YOUR TASK - Repeat the records. Leave nothing out.

┌─ SOURCE MATERIAL

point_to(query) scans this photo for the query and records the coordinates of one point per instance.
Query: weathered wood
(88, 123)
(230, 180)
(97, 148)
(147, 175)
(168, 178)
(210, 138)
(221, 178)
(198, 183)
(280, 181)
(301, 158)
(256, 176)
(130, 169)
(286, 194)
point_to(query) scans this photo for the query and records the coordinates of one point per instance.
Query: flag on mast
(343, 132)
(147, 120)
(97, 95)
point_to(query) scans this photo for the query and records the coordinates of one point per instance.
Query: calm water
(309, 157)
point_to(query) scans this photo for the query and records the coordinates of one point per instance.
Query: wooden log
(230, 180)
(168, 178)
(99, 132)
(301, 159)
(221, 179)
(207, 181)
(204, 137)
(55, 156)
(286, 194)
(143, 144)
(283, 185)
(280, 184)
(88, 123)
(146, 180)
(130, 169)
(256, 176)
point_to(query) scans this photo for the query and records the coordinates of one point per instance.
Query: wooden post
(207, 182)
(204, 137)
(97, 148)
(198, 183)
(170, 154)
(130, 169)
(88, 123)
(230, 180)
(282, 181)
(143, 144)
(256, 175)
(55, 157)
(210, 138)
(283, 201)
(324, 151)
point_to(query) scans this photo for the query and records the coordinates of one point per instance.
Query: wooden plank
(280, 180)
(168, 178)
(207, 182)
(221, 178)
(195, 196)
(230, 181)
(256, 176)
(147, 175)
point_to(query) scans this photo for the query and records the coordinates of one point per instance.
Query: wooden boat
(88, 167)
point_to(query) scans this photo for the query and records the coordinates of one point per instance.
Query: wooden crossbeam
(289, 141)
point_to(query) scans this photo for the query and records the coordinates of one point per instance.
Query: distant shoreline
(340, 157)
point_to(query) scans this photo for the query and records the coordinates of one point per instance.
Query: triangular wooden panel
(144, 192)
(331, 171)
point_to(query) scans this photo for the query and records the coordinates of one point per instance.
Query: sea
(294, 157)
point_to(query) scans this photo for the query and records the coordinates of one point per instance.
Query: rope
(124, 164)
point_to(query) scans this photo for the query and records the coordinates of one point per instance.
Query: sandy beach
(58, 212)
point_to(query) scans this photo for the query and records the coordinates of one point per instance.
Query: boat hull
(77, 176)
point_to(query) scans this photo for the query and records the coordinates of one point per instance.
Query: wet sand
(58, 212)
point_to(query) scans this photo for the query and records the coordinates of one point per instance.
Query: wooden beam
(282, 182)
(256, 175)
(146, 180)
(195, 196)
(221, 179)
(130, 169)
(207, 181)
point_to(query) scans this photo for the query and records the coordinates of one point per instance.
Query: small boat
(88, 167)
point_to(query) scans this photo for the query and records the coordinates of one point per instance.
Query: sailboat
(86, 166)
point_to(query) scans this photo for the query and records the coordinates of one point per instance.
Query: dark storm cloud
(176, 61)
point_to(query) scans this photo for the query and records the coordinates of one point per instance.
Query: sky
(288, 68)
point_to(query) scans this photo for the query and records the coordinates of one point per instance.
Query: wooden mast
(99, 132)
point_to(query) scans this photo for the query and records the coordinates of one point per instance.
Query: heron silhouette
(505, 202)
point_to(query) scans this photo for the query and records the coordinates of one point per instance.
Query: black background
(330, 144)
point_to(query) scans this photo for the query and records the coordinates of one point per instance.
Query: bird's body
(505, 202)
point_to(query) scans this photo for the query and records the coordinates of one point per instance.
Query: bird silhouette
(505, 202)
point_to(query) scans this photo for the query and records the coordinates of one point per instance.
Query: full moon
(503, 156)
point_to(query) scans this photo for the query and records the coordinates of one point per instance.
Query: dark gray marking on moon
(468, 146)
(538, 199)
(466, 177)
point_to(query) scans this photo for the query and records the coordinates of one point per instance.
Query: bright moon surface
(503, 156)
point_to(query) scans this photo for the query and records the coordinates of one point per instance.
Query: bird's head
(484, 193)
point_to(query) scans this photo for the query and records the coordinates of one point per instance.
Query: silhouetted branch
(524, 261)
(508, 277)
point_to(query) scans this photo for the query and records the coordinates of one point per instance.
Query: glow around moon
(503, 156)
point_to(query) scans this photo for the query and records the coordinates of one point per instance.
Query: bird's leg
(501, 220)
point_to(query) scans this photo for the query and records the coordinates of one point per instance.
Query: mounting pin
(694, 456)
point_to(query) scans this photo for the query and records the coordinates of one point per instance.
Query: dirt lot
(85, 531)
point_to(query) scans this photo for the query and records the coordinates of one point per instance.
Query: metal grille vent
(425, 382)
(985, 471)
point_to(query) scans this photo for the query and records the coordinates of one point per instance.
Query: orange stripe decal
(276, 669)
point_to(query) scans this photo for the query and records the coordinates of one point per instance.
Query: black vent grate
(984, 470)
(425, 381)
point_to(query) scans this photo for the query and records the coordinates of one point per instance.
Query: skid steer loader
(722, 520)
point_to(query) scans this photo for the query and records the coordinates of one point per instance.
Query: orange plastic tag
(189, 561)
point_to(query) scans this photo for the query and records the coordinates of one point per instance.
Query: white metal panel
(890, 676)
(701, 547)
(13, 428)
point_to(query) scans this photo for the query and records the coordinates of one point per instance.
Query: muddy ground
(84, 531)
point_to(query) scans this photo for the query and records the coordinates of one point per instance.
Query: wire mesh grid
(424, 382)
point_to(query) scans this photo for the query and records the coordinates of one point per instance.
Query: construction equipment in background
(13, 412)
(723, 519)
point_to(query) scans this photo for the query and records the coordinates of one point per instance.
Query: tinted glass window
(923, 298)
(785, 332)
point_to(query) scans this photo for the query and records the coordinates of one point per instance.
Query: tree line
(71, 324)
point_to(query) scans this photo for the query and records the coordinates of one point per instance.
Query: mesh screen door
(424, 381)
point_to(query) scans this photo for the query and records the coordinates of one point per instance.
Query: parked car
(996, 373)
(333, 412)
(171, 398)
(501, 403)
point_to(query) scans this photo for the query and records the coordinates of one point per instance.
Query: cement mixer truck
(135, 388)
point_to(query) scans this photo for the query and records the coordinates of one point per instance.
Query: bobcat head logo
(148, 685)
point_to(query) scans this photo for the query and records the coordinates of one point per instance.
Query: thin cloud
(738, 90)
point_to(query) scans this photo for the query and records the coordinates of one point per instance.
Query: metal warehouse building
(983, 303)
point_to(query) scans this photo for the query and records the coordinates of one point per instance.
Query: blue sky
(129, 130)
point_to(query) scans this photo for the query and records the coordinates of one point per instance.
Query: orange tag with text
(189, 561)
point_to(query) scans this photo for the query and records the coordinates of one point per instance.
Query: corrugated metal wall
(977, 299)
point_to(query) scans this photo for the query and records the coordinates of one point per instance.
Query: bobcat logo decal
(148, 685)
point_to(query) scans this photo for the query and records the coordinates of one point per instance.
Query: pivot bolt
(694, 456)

└─

TASK RESULT -
point_to(query) scans this photo for the query and records the coordinates of one point per instance.
Query: weathered wood
(88, 123)
(230, 180)
(97, 148)
(147, 175)
(168, 178)
(210, 138)
(221, 178)
(198, 183)
(280, 181)
(301, 158)
(256, 176)
(130, 169)
(286, 194)
point_to(query) scans this photo for the query and records the coordinates of one point per instance.
Query: flag on mast
(343, 132)
(147, 120)
(97, 95)
point_to(query) scans this photo for the query and records the coordinates of one point per instance.
Query: calm water
(309, 157)
point_to(query) scans this photo for the query and records the coordinates of one point per instance.
Query: wooden log
(230, 180)
(168, 178)
(99, 132)
(301, 159)
(221, 179)
(207, 181)
(204, 137)
(55, 156)
(286, 194)
(143, 144)
(283, 185)
(280, 184)
(88, 123)
(146, 180)
(130, 169)
(256, 176)
point_to(query) scans this photo for the query and records the coordinates of one point per instance.
Query: wooden post
(207, 182)
(204, 137)
(97, 148)
(198, 183)
(170, 154)
(130, 169)
(88, 123)
(230, 180)
(282, 181)
(143, 144)
(256, 175)
(55, 157)
(210, 138)
(283, 201)
(324, 151)
point_to(query) scans this photo for the query and records the coordinates of one point per instance.
Query: wooden plank
(280, 180)
(168, 178)
(207, 182)
(221, 178)
(195, 196)
(230, 181)
(256, 176)
(147, 175)
point_to(query) scans this photo for the query and records the coordinates of one point per instance.
Query: wooden boat
(88, 167)
point_to(query) scans this photo for the query and records the coordinates of one point per instance.
Query: wooden crossbeam
(289, 141)
point_to(query) scans this photo for the query and records the coordinates of one point per instance.
Query: distant shoreline
(340, 157)
point_to(query) scans this photo for the query and records the coordinates of one point per instance.
Query: triangular wooden panel
(144, 192)
(331, 171)
point_to(query) scans this photo for the query and records the coordinates of one point per instance.
Query: sea
(294, 157)
point_to(query) scans this photo for the query and records the coordinates of one point per instance.
Query: rope
(124, 164)
point_to(query) scans this photo for the query and records the coordinates of one point per instance.
Query: sandy beach
(58, 212)
point_to(query) scans this photo for the query and records the coordinates of one point per instance.
Query: boat hull
(77, 176)
point_to(query) scans this photo for the query and records the coordinates of one point per instance.
Query: wet sand
(58, 212)
point_to(query) scans this photo for the query and records the coordinates of one point per instance.
Query: wooden beam
(282, 182)
(256, 175)
(146, 180)
(195, 196)
(221, 179)
(130, 169)
(207, 181)
point_to(query) scans this photo for the query and records the coordinates of one point per instance.
Query: small boat
(88, 167)
point_to(query) scans this photo for the query and records the coordinates of one point per instance.
Query: sailboat
(86, 166)
point_to(query) scans this photo for the query and records the coordinates of one point per instance.
Query: dark storm cloud
(176, 61)
point_to(query) scans this photo for the query and records the coordinates of one point per instance.
Query: sky
(288, 68)
point_to(query) scans this photo for the query and records the coordinates of one point per instance.
Query: wooden mast
(99, 132)
point_to(query) scans this photo for the query and records the coordinates of one point per instance.
Query: heron silhouette
(505, 202)
point_to(query) scans this photo for the query and records the coordinates of one point per instance.
Query: black background
(330, 144)
point_to(query) scans this photo for the query and records the coordinates of one point per instance.
Query: bird's body
(505, 202)
point_to(query) scans this photo for the query and records the coordinates of one point per instance.
Query: bird silhouette
(505, 202)
point_to(query) scans this photo for the query and records the coordinates of one point per instance.
Query: full moon
(503, 156)
point_to(query) scans this photo for the query and records the coordinates of one point per instance.
Query: dark gray marking on moon
(468, 146)
(538, 199)
(466, 177)
point_to(query) scans this photo for the query and records the coordinates of one point per instance.
Query: bright moon surface
(503, 156)
point_to(query) scans this photo for the query and records the coordinates of one point per instance.
Query: bird's head
(484, 193)
point_to(query) scans this photo for the query and records the coordinates of one point per instance.
Query: silhouetted branch
(524, 261)
(508, 277)
point_to(query) scans this photo for the query and records the coordinates of one point per instance.
Query: glow around moon
(503, 156)
point_to(query) scans this photo for the query and records the coordinates of one point per instance.
Query: bird's leg
(501, 220)
point_to(query) scans this photo for the query and records the coordinates of one point per instance.
Query: mounting pin
(694, 456)
point_to(query) scans this photo for the query and records the coordinates of one point per instance.
Query: dirt lot
(85, 531)
point_to(query) scans this photo for the query and records the coordinates of one point per instance.
Query: metal grille vent
(425, 382)
(985, 471)
point_to(query) scans this photo for the query and records the coordinates of one point per instance.
Query: orange stripe decal
(276, 669)
point_to(query) scans this photo for the query and records the coordinates of one point per instance.
Query: black vent grate
(984, 470)
(425, 381)
point_to(query) scans this photo for the query and records the coordinates of one point per instance.
Query: skid steer loader
(722, 520)
point_to(query) scans this photo for the query and records the coordinates of one point per instance.
Query: orange plastic tag
(189, 561)
point_to(query) scans this photo for the query and records the coordinates of one point per instance.
Query: white metal panel
(890, 676)
(701, 547)
(13, 428)
point_to(query) scans this photo for the query and records the coordinates of one point per instance.
Query: muddy ground
(84, 531)
point_to(query) scans this photo for the query and records the coordinates of one point per instance.
Query: wire mesh grid
(424, 382)
point_to(query) scans this photo for the query and records the coordinates of one point per instance.
Query: construction equipment in background
(13, 412)
(723, 519)
point_to(query) scans this photo for the query and records the coordinates of one point per instance.
Query: tinted glass window
(923, 298)
(785, 332)
point_to(query) scans this photo for the query and records the coordinates of one point per instance.
Query: tree line
(71, 324)
point_to(query) scans this photo for the query and records the coordinates of one point per instance.
Query: mesh screen door
(424, 381)
point_to(query) scans this photo for the query and records the coordinates of one point per instance.
Query: parked car
(996, 373)
(333, 412)
(171, 398)
(501, 403)
point_to(query) scans this photo for the query and records the coordinates of one point per instance.
Query: cement mixer truck
(135, 388)
point_to(query) scans this photo for the query and records the coordinates of one point per instance.
Query: bobcat head logo
(148, 685)
point_to(query) scans this photo for the query and records the coordinates of one point per instance.
Query: thin cloud
(738, 90)
point_to(query) scans this photo for the query and records the coordinates of one point per instance.
Query: metal warehouse building
(983, 303)
point_to(query) scans this photo for the query and records the coordinates of one point per instance.
Query: blue sky
(129, 130)
point_to(query) scans this photo for the query and records the coordinates of one point per instance.
Query: orange tag with text
(189, 561)
point_to(query) scans this photo for the query and records the coordinates of one point per instance.
Query: corrugated metal wall
(977, 299)
point_to(query) scans this photo for the query and records the coordinates of one point per instance.
Query: bobcat logo decal
(148, 685)
point_to(query) scans this photo for the query and records the coordinates of one point per instance.
Query: pivot bolt
(694, 456)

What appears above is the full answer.